• DATA SECTION:
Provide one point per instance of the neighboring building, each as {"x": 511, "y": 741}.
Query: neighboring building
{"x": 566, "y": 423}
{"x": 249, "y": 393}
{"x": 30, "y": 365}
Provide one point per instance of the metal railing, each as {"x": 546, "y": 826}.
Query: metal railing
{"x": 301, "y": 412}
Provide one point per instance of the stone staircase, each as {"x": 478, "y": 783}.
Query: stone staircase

• EXERCISE DETAILS:
Reproduce all the data precisely, word for word.

• RESPONSE TO THIS TASK:
Provide one point per instance of the neighboring building, each as {"x": 511, "y": 741}.
Query: neighboring building
{"x": 566, "y": 423}
{"x": 249, "y": 393}
{"x": 30, "y": 365}
Provide one point per instance of the metal railing, each as {"x": 546, "y": 826}.
Query: metal railing
{"x": 301, "y": 412}
Provide one point per instance of the stone staircase, each as {"x": 478, "y": 783}.
Query: stone staircase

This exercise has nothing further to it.